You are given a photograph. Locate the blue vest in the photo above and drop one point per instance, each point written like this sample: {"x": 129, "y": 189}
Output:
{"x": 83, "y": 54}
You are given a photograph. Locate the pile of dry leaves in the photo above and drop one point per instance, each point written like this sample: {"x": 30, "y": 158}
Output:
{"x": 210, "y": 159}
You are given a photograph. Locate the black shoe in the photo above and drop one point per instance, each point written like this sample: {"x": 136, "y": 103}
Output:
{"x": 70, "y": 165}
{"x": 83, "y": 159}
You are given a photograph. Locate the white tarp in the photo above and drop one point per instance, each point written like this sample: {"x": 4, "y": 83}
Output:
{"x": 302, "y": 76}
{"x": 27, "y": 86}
####
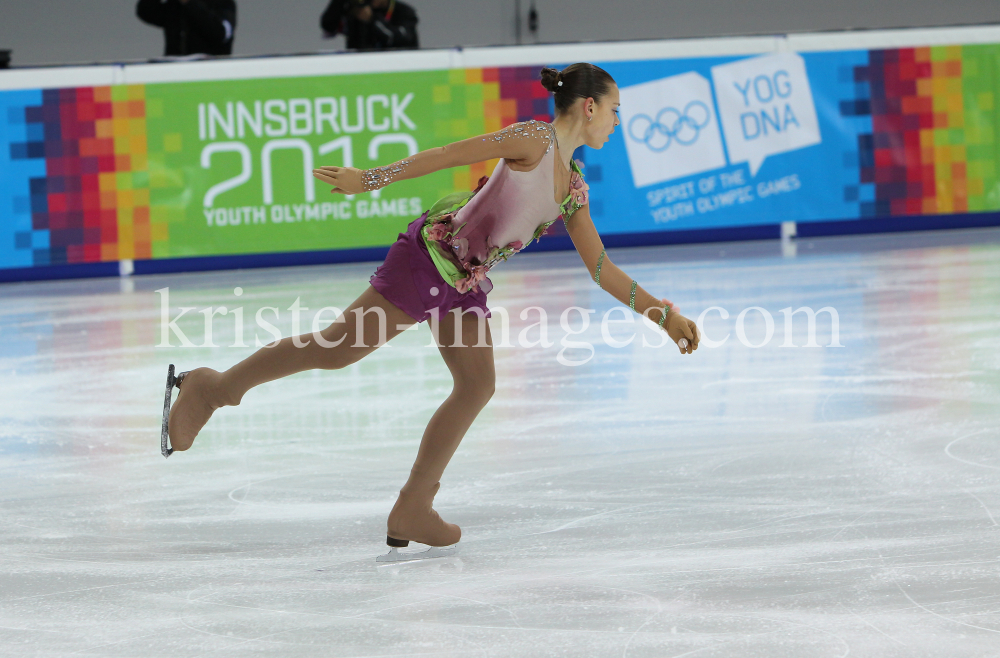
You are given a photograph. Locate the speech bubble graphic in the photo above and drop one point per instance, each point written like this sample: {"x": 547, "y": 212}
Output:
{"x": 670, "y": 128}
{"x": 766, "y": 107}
####
• _Aim_
Count the lines in the material above that contain the word "each". Reply with the number alone.

• _Answer for the task_
5